▶ [EXTRAIT]
D'autres acteurs que la famille jouent cependant un rôle dans la socialisation des individus, en particulier dans le cas de la socialisation secondaire, après l'enfance. Les collègues au travail ou les camarades en classe, c'est-à-dire ce qu'on appelle les groupes de pairs (les égaux), imposent aussi des contraintes de comportement. Cela peut concerner par exemple la façon de s'habiller ou de se saluer les uns les autres. Les chefs de service ou les patrons, les entraîneurs sportifs, les autorités religieuses, politiques, ou militaires, assurent également cette fonction. Il faut noter toutefois que le rôle de socialisation de la famille ne s'arrête pas à l'enfance : on suit aussi des règles pour ne pas déplaire à son conjoint ou à ses enfants par exemple.


 b) La socialisation par la famille s'exerce différemment selon la configuration familiale

L'organisation d'une famille peut être différente du point de vue des personnes qui vivent ensemble, mais aussi des relations avec les proches parents.

▶ [DONNÉES AFFICHÉES]
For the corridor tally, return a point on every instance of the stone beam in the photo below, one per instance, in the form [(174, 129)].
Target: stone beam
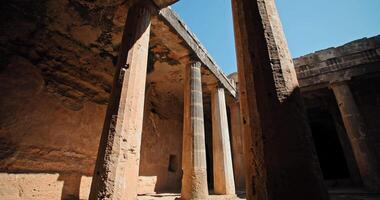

▶ [CONSIGNE 1]
Extrayez mot pour mot de l'extrait sur la socialisation le passage qui s'ouvre sur les mots contenant « L'organisation d'une famille » et se clôt sur « les proches parents. ».
▶ [CONSIGNE 2]
Répondez brièvement aux questions suivantes à partir de l'extrait sur la socialisation.
(a) Comment appelle-t-on les collègues au travail ou les camarades en classe ?
(b) Dans quel type de socialisation, survenant après l'enfance, les acteurs autres que la famille jouent-ils un rôle en particulier ?
(c) De quels deux points de vue l'organisation d'une famille peut-elle être différente ?

▶ [RÉSULTAT ATTENDU 1]
L'organisation d'une famille peut être différente du point de vue des personnes qui vivent ensemble, mais aussi des relations avec les proches parents.

▶ [RÉSULTAT ATTENDU 2]
(a) Les groupes de pairs (les égaux).
(b) La socialisation secondaire.
(c) Du point de vue des personnes qui vivent ensemble et de celui des relations avec les proches parents.